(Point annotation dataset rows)
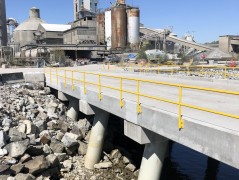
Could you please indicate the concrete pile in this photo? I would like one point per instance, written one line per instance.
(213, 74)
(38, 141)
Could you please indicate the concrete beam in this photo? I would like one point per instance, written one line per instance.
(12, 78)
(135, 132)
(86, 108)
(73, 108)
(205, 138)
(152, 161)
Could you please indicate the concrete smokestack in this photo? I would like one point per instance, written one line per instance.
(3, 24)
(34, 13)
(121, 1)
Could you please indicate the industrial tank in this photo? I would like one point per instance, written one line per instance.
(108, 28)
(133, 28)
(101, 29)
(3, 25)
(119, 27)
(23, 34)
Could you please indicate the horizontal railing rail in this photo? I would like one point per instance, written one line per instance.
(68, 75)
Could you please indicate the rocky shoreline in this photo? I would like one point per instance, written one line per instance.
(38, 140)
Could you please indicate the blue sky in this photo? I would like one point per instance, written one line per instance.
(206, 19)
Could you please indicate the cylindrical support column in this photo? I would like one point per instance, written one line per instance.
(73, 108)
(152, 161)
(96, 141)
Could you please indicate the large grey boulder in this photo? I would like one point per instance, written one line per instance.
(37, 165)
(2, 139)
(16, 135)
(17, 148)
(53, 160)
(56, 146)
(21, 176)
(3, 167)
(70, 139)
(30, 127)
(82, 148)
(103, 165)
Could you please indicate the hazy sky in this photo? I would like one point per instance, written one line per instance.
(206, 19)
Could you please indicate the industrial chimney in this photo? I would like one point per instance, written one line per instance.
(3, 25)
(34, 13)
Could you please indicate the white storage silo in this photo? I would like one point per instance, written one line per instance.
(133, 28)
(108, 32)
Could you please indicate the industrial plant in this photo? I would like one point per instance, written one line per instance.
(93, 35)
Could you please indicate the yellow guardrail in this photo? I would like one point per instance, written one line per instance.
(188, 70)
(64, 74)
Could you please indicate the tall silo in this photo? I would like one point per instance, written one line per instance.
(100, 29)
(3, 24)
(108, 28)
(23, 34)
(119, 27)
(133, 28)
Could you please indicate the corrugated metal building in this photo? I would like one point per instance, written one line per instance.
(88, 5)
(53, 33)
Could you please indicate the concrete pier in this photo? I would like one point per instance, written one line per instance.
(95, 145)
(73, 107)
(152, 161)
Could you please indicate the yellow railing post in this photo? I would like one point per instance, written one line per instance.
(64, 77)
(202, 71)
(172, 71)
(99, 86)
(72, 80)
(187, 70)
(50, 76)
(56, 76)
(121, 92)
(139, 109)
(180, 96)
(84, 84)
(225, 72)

■ EXERCISE: Rewrite the rows from the line holding "Could you please indicate the industrial plant" through the end of the rows, inclusive, keeping each request line unchanged. Offset every coordinate in the answers by adding 32 to it.

■ EXERCISE RESULT:
Could you please indicate the industrial plant in this photo? I would like one point per instance, written one line per instance.
(125, 67)
Could you please indicate the yellow guardrail in this photo? I would like one point per instance, written one line per instance.
(220, 102)
(96, 106)
Could you please indicate the tall silo in this photo? I would like one point per instance, written one line per instance.
(132, 61)
(35, 56)
(140, 60)
(55, 66)
(151, 59)
(165, 60)
Could you please indicate the corrugated metal building in this photo? I would like one point per instance, written one line per instance.
(120, 37)
(85, 65)
Could you please indicate the concrete pier in this photo? I would like one point per instance, written one line per instance.
(127, 177)
(105, 139)
(184, 193)
Could you please indicate the yellow railing post in this photo? I would like one point per instance, written one line per instance.
(96, 109)
(234, 103)
(204, 103)
(131, 118)
(104, 112)
(219, 102)
(82, 108)
(88, 108)
(153, 124)
(171, 141)
(212, 128)
(116, 116)
(257, 104)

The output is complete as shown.